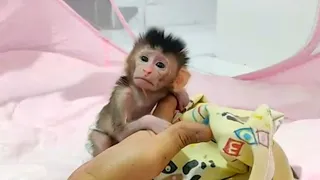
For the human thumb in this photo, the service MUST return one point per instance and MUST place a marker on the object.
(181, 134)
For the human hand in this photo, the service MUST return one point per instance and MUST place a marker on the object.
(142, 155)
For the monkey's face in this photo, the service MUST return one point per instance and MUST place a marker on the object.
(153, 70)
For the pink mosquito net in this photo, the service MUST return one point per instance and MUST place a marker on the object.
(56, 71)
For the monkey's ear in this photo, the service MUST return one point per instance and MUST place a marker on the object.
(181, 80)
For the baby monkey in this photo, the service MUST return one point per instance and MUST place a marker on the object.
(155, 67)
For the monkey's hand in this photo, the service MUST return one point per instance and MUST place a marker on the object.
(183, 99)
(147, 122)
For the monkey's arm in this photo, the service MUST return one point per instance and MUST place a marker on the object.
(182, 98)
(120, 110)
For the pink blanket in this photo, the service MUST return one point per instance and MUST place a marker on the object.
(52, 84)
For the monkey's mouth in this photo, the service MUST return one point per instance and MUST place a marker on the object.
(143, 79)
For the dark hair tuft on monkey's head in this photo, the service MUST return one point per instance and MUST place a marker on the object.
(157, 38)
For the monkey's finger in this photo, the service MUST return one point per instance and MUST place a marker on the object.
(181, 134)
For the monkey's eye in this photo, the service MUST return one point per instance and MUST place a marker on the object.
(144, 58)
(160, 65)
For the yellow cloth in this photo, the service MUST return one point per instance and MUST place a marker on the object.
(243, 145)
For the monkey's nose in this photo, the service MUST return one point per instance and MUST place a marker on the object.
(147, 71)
_____
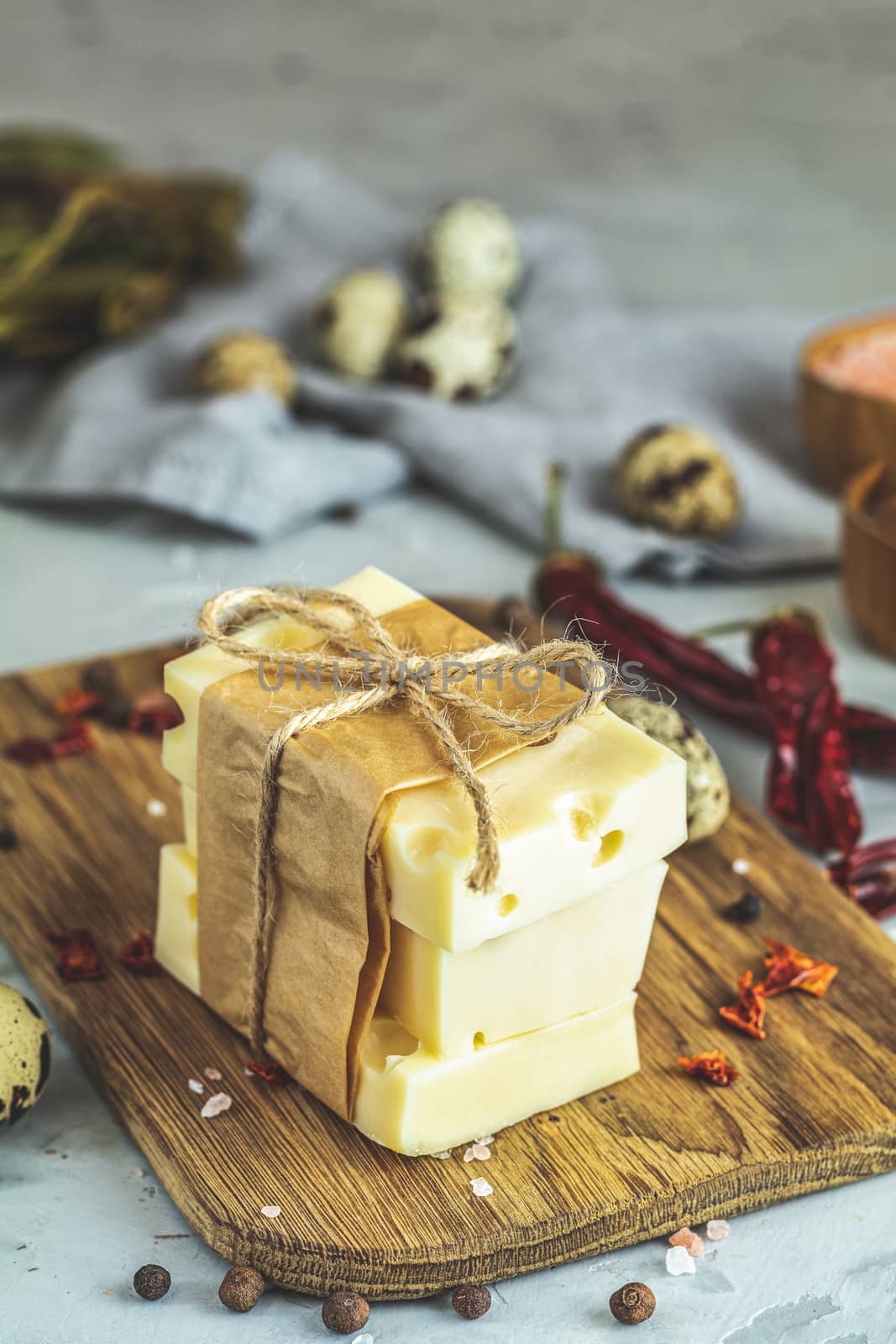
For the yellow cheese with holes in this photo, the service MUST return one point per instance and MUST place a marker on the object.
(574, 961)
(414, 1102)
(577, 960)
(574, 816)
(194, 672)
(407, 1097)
_____
Render the material above, from the line with "For the yellow cheese" to the line with "(407, 1097)", as a Markdown table with the columns Row and Material line. Number each line in order and leave out blank lines.

| Row | Material line |
|---|---|
| 1 | For the yellow cheese with holes in this photo, the service MUST return one point per instance and MUST place a marker on the object. |
| 2 | (574, 961) |
| 3 | (414, 1102) |
| 4 | (577, 960) |
| 5 | (574, 816) |
| 6 | (194, 672) |
| 7 | (407, 1097) |